[Fragmento de lectura]
________________________
El arca de Noé de la modernidad

El tránsito al siglo XX fue la Edad de Oro de las postales, que se convirtieron en objeto de colección para pobres. Un libro cataloga las 45.000 impresas en España hasta 1905

Postal del Rastro de Madrid.
Postal del Rastro de Madrid.casa postal
Andrés Trapiello

Quien haya pasado alguna vez por la calle de la Libertad de Madrid habrá reparado, sin la menor duda, en el escaparate de Casa Postal, una tienda tan pequeña que ha de entrarse en ella de perfil, como los jeroglíficos: cromos, juguetes de hojalata, bolas de cristal… La tienda sin embargo no se dedica a eso. En la tienda, pequeña, casi una miniatura, se venden tarjetas postales. En sus archivadores, parecidos a los ficheros del Museo Británico, hay más de un millón a la venta. 45.000 son las que aparecen por vez primera en este catálogo monumental. Todas las que se conocen hasta la fecha. Faltarán, se supone, otras 5.000 o 6.000, ignotas o extraviadas. Una obra faraónica.

Hablemos de ello. En cualquier otro país que no fuera este aduar de beduinos se habría recompensado a su autor, el asturiano Martín Carrasco, con la Orden de la Jarretera por un esfuerzo tan colosal: toda una vida coleccionándolas, catalogándolas y ahora editando esos 200 ejemplares sin ayuda alguna, y, por si fuera poco, esperando a que alguien entre a comprarle el libro.

Hace 60 años que los conservadores del Metropolitan de Nueva York empezaron a adquirir para el museo grandes colecciones de tarjetas postales. Advirtieron en ellas una fascinante información histórica: eran el arca de Noé de la modernidad. Basta hojear las casi 600 páginas de este catálogo y las más de 3.000 postales reproducidas en él para conocer aspectos de España que en muchos sesudos tratados no aparecen. Al margen, claro, de la belleza de muchas de ellas y de lo que son la mayoría: cristalización de un momento de dicha. La mayor parte exportan lo mejor de un lugar y se circulan con ellas momentos memorables, o que aspiran a serlo: “Quiero que sepas que cuando estaba lejos, disfrutando de ese lugar tan hermoso que figura en la postal, me acordé de ti, y mi felicidad habría sido completa si hubiera podido tenerte al lado, disfrutando juntos de este momento”, parecen decirnos. Esa felicidad es contagiosa: a todo el mundo le gustan las postales, a todo el mundo le gusta recibirlas y por eso las ha conservado todo el mundo; nadie hubiera osado destruirlas.
________________________
[Datos]
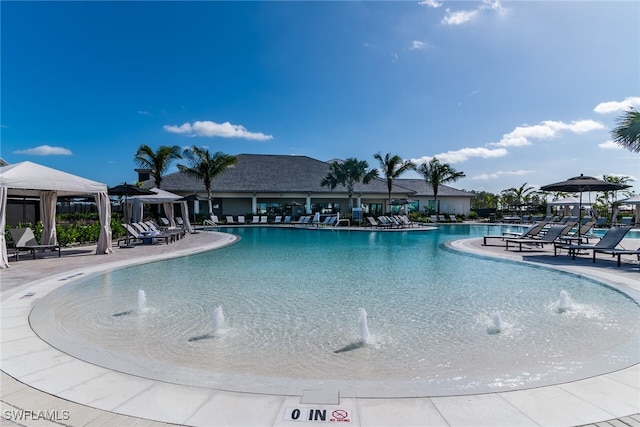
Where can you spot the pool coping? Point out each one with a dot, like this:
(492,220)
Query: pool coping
(39,378)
________________________
[Instrucciones] Transcribe del fragmento sobre las postales el tramo que va desde "Postal del Rastro de Madrid.casa" hasta "Una obra faraónica.". Apóyate únicamente en el fragmento sobre las postales, sin recurrir al material ni a otras fuentes.

[Resultado final]
Postal del Rastro de Madrid.casa postal
Andrés Trapiello

Quien haya pasado alguna vez por la calle de la Libertad de Madrid habrá reparado, sin la menor duda, en el escaparate de Casa Postal, una tienda tan pequeña que ha de entrarse en ella de perfil, como los jeroglíficos: cromos, juguetes de hojalata, bolas de cristal… La tienda sin embargo no se dedica a eso. En la tienda, pequeña, casi una miniatura, se venden tarjetas postales. En sus archivadores, parecidos a los ficheros del Museo Británico, hay más de un millón a la venta. 45.000 son las que aparecen por vez primera en este catálogo monumental. Todas las que se conocen hasta la fecha. Faltarán, se supone, otras 5.000 o 6.000, ignotas o extraviadas. Una obra faraónica.